Start of Data shown

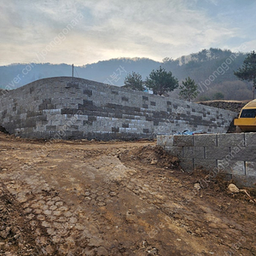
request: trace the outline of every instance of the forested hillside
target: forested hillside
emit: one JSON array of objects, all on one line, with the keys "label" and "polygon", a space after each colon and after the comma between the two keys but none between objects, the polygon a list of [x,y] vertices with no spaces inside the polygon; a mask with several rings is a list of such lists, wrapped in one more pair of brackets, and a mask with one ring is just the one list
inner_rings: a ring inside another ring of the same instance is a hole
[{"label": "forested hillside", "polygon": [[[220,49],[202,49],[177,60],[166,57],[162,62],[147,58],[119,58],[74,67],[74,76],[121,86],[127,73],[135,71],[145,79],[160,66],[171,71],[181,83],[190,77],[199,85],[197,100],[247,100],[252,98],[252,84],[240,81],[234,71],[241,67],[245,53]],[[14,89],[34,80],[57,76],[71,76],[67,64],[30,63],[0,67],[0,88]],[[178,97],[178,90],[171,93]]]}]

End of Data shown

Stated problem - Please turn the material above into a numbered list with one line per item, skipping blank lines and leaving out the pictures.

In response -
1. request: trace the outline of every instance of the forested hillside
2. target: forested hillside
3. emit: one JSON array of objects, all on one line, with the keys "label" and "polygon", a space after each colon and after the comma between the two keys but none between objects, the polygon a list of [x,y] vertices with no spaces inside the polygon; a mask with several rings is a list of such lists, wrapped in one more pair of brackets, and a mask with one ring is just the one list
4. inner_rings: a ring inside another ring of the same instance is a hole
5. [{"label": "forested hillside", "polygon": [[[220,49],[202,49],[177,60],[166,57],[162,62],[147,58],[119,58],[74,67],[74,76],[121,86],[127,73],[135,71],[145,79],[160,66],[171,71],[181,83],[190,77],[199,85],[197,100],[247,100],[252,98],[252,84],[240,81],[234,71],[241,67],[245,53]],[[14,89],[34,80],[57,76],[71,76],[67,64],[30,63],[0,67],[0,88]],[[178,97],[178,90],[171,93]]]}]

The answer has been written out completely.